Tano is someone that Burden truly, absolutely wants to bring to justice, for his methods are unprecedentedly viscous. He also has a score to settle...one night Tano took one of Burden's agents out of his home, along with his oldest daughter, while the remaining family members, his wife and two little girls, were butchered. Then the agent was set free...the daughter kept. After that, until he killed himself, he would be tracked down and shown pictures of his daughter doing unspeakable acts. It is a belief, you see, that to truly punish a man, you must lacerate his soul by destroying his family, the people he loves and is supposed to protect...and how can you fight a man who is not satisfied with less than the destruction of the soul?
The most frightening thing about The Rules of Silence is the absolute grip the kidnappers have on the situation. Right away Titus is warned that two people are going to die no matter what he does...it's only a matter of time until he discovers who. Their cruelty, their willingness to do anything to reach their goals makes it terrifying. Most of us...neither you or I, certainly, would be fortunate enough to have the resources that Titus has in order to fight the situation...what could we do, then? It makes it more immediate, especially after Norlin's chilling prediction that cases like this will soon be showing up in the United States, and that the FBI is no where near prepared to stop it.

**SET OF TASKS:**
A – According to the review of The Rules of Silence, how many people is Titus warned will die no matter what he does?
B – Continue the review of The Rules of Silence from the point where it stops.

Stored entries:
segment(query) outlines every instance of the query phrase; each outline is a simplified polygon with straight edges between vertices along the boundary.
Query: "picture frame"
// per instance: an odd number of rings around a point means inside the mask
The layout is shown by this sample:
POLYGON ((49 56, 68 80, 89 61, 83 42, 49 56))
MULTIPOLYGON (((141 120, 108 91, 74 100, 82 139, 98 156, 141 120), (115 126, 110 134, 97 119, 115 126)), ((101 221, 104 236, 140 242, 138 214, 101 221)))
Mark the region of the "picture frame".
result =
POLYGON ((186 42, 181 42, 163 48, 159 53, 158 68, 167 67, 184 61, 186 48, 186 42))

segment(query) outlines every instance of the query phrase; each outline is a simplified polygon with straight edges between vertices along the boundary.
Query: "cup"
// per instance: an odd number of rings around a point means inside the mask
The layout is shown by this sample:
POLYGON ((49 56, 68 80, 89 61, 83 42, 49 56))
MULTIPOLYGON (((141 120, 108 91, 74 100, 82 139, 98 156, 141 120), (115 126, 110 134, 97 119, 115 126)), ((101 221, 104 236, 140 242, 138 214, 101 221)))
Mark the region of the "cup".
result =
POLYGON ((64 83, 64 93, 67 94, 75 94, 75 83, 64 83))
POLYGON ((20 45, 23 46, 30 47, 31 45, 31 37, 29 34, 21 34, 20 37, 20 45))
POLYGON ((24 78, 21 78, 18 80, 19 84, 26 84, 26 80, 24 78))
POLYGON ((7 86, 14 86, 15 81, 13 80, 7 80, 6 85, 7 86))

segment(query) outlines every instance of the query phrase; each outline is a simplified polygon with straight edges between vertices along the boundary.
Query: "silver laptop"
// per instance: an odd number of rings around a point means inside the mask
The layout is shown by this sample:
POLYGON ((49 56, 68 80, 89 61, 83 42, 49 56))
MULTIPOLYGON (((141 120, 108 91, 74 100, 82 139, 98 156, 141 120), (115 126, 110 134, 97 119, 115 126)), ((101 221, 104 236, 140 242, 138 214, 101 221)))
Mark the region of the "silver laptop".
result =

**OUTPUTS FOR THE TASKS:**
A – Two people.

B –
I was struck by, particularly in Burden's case, how the small gestures that Lindsey employs, the quiet nature of Burden's actions, do a great deal to characterize him. This is one of those books where if you removed the names from the main characters, by their actions and speech patterns, you would know them. Burden is an interesting man, just oozing capability. Titus is no slouch, either...after his initial shock, and the transition from the simple life to one where he has to measure and plan out every move ahead of time...even if it is something as simple as calling his secretary, he does very well. I'd also like to point out that I liked his wife Rita. Instead of whining or, worse, complaining and somehow making it seem like the situation is all his fault, she supports her husband, acting with a calm dignity that I would be envious of in the best of times.
I'm going to have a hard time staying silent about this book...it's filled with a lot of action, fascinating (and somewhat intimidating) technology and good people who you're looking forward to seeing triumph...and a nasty bad guy you can't wait to see fail.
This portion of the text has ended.